» Job
Transcribe the records below line for line, leaving out the pictures.
[Begin Extracted information]
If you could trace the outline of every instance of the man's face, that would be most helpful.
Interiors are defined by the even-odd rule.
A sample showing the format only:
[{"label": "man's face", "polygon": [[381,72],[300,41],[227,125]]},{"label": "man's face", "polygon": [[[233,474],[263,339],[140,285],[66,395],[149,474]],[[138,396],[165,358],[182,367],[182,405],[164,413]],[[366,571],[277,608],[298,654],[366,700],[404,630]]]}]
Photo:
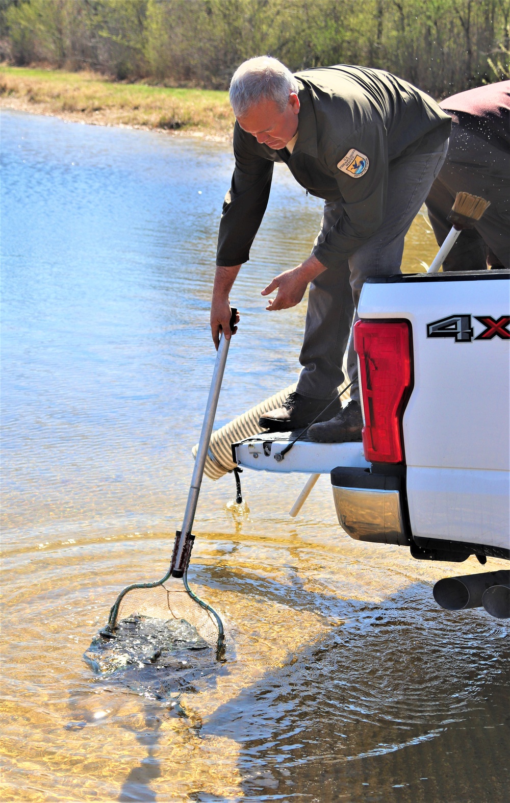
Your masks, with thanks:
[{"label": "man's face", "polygon": [[237,121],[244,131],[253,134],[257,142],[274,150],[280,150],[294,137],[297,131],[300,100],[295,92],[288,96],[288,103],[283,112],[274,100],[261,100],[252,106]]}]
[End Extracted information]
» Correct output
If you could trace the outline of every instance of the man's face, that would be most helpful.
Interiors are defined by the even-odd rule.
A sample showing the format only:
[{"label": "man's face", "polygon": [[381,72],[300,41],[227,125]]},{"label": "man's face", "polygon": [[[233,474],[263,339],[140,285],[66,395],[149,474]],[[138,396],[165,358],[182,367],[182,405],[164,413]],[[366,571],[277,608],[298,654],[366,700],[404,630]]]}]
Photo:
Your masks, with thanks:
[{"label": "man's face", "polygon": [[237,121],[244,131],[253,134],[257,142],[274,150],[280,150],[294,137],[297,131],[300,100],[295,92],[288,96],[288,103],[283,112],[274,100],[261,100],[252,106]]}]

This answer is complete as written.